(Dataset rows)

>>>>>

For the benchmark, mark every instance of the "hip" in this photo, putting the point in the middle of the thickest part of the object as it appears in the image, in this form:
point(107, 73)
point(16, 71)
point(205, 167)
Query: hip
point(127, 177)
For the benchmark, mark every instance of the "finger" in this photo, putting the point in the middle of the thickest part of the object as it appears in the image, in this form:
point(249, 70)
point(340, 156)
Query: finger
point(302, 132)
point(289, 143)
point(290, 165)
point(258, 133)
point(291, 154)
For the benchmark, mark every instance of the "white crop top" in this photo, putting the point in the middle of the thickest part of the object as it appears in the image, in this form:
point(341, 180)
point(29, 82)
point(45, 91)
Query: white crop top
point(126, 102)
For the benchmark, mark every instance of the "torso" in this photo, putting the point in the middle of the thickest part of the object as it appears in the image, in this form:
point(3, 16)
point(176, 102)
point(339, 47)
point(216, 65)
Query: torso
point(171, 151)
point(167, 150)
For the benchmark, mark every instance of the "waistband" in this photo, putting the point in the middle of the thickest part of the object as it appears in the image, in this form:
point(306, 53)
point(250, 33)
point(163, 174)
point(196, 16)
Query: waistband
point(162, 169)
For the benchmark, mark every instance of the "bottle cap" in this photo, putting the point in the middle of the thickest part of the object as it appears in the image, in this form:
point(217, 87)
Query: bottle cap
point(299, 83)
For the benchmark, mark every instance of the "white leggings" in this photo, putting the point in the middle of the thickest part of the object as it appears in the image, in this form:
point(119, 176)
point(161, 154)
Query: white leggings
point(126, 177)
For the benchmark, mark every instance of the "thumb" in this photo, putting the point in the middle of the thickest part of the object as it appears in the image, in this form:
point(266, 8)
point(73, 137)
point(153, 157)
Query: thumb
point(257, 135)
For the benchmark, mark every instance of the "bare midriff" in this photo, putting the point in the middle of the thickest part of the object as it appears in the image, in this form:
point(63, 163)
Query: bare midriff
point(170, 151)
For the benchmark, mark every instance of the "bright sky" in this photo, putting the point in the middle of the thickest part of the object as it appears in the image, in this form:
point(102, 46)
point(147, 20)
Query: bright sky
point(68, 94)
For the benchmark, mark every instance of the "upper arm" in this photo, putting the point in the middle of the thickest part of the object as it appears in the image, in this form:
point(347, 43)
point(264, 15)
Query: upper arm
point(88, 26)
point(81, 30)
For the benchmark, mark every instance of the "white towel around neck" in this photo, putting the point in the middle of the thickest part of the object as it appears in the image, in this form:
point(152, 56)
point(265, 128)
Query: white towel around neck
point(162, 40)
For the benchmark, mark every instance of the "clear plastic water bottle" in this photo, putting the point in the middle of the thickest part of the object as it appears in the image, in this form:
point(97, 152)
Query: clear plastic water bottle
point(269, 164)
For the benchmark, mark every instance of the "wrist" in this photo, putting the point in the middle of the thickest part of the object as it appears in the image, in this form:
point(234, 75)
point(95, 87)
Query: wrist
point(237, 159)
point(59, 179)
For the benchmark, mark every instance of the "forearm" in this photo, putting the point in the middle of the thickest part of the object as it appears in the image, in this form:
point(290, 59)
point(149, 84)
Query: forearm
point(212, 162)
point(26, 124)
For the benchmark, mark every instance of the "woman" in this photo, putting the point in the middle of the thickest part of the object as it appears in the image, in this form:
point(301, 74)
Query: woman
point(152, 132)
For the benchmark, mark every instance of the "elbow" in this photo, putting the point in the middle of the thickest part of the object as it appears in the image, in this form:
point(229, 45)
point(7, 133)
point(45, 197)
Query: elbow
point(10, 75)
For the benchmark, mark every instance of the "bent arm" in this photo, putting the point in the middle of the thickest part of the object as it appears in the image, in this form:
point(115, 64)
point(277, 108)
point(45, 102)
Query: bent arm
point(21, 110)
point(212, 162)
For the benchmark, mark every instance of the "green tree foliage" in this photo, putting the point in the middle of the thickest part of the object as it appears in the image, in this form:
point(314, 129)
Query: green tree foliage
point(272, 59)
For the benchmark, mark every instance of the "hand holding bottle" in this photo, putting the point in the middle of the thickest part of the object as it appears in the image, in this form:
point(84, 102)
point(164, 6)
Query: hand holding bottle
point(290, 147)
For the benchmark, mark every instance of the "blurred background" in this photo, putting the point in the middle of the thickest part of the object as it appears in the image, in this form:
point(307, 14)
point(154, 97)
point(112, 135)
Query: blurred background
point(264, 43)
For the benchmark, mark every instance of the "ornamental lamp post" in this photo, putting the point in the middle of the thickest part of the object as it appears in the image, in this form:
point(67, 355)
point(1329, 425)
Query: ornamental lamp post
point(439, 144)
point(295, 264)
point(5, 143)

<<<<<

Reproduce the complete data exactly as presented above.

For the benchmark, mark every instance of the "hip" in this photo, putting the point in the middle of the thickest part of the object as it appears in the image, in this form:
point(107, 73)
point(16, 71)
point(205, 167)
Query: hip
point(127, 177)
For the benchmark, mark every instance of the "finger" in this photo, putting the point in the middle of the thickest part of the object as it appears in the image, in this form:
point(249, 70)
point(340, 156)
Query: finger
point(302, 132)
point(289, 143)
point(290, 165)
point(258, 133)
point(291, 154)
For the benchmark, mark every instance of the "white crop top" in this photo, putting the point in the middle of the thickest part of the object as it appears in the image, in this form:
point(341, 180)
point(29, 82)
point(45, 91)
Query: white crop top
point(126, 102)
For the benchmark, mark every instance of the "torso" in this photo, putting the point in the middle of the thickest part of the object as it appears in the image, in this form:
point(3, 16)
point(176, 102)
point(339, 47)
point(216, 65)
Query: torso
point(171, 151)
point(167, 150)
For the benchmark, mark every instance of the "waistband" in this photo, putting the point in the middle of the thickest part of the object as it appears in the image, in this form:
point(306, 53)
point(250, 33)
point(163, 174)
point(196, 16)
Query: waistband
point(162, 169)
For the benchmark, mark every instance of the "bottle cap" in this photo, putting the point in the middle of the thickest part of the object as it appears in the image, in this form:
point(217, 87)
Query: bottle cap
point(299, 83)
For the benchmark, mark every instance of the "white leggings" in this photo, putting the point in the middle of the thickest part of the object as it appears in the image, in this form:
point(119, 176)
point(161, 154)
Query: white leggings
point(126, 177)
For the benchmark, mark every instance of the "thumb" in this photo, putting the point in the middle of the thickest part of the object as it appears in the image, in this form:
point(266, 8)
point(73, 137)
point(153, 157)
Query: thumb
point(257, 135)
For the benchmark, mark every instance of the "bare midriff" in this photo, putting the point in the middle of the thickest part of the object as it appears in the image, in this form:
point(63, 163)
Query: bare midriff
point(170, 151)
For the benchmark, mark every instance of the "bright sky" in this photo, putting the point in the middle of the thickest part of the object as it appears in the image, in this form:
point(102, 46)
point(147, 20)
Query: bright sky
point(68, 94)
For the benchmark, mark every instance of the "upper arm" in this photo, putting the point in the middle of the thickest part of the object as it appears in the image, in this form:
point(347, 43)
point(264, 15)
Query: upper arm
point(88, 26)
point(81, 30)
For the benchmark, mark every instance of the "white towel around neck" in this photo, putting the point in the middle of the thickest part of the object as it appears in the image, in this form:
point(152, 56)
point(265, 128)
Query: white towel around neck
point(162, 40)
For the benchmark, mark every instance of the "clear plastic water bottle" in this photo, putting the point in the middle of the thickest part of the object as it appears in the image, in this form:
point(97, 152)
Query: clear plastic water bottle
point(269, 164)
For the benchmark, mark every instance of the "wrist" in this photo, putting the point in the middle of the thickest part of the object as it appears in the image, in this form:
point(234, 75)
point(95, 87)
Query: wrist
point(237, 159)
point(59, 179)
For the benchmark, mark every instance of the "forearm" in this photo, putting the point in the middle of the thickest part of the object as it appears in the image, in this form:
point(290, 59)
point(149, 84)
Query: forearm
point(212, 162)
point(26, 124)
For the benchmark, mark every instance of the "woman" in this photo, putting the point in the middle of the thickest part of the object as it appears in the image, in this form:
point(301, 74)
Query: woman
point(152, 132)
For the benchmark, mark every instance of the "elbow" in this photo, putting the point in the middle of the thickest part of the object as it appears in the image, in this form:
point(229, 45)
point(7, 133)
point(45, 197)
Query: elbow
point(10, 75)
For the benchmark, mark every instance of the "bent arm" in this photo, putting the point in the middle of the thickest part of the object as it appears in the image, in this form:
point(115, 64)
point(277, 108)
point(45, 102)
Query: bent arm
point(21, 110)
point(212, 162)
For the benchmark, mark every instance of the "green tree foliage" in this photo, putting the point in the middle of the thickest part of the object as it appears in the image, in this form:
point(314, 129)
Query: green tree foliage
point(272, 59)
For the benchmark, mark every instance of the "hand holding bottle" in this photo, putting the point in the middle of the thickest part of the object as it appears in the image, in this form:
point(84, 102)
point(164, 6)
Query: hand holding bottle
point(290, 147)
For the benchmark, mark every instance of the "blurred background" in this photo, putting the point in the middle of the thickest part of the object as it appears in the image, in this form:
point(307, 14)
point(154, 97)
point(112, 135)
Query: blurred background
point(264, 43)
For the benchmark, mark every instance of the "ornamental lamp post" in this photo, putting the point in the middle of the thickest part of the object as it appears in the image, in this form:
point(67, 355)
point(1329, 425)
Query: ornamental lamp post
point(439, 144)
point(295, 264)
point(5, 143)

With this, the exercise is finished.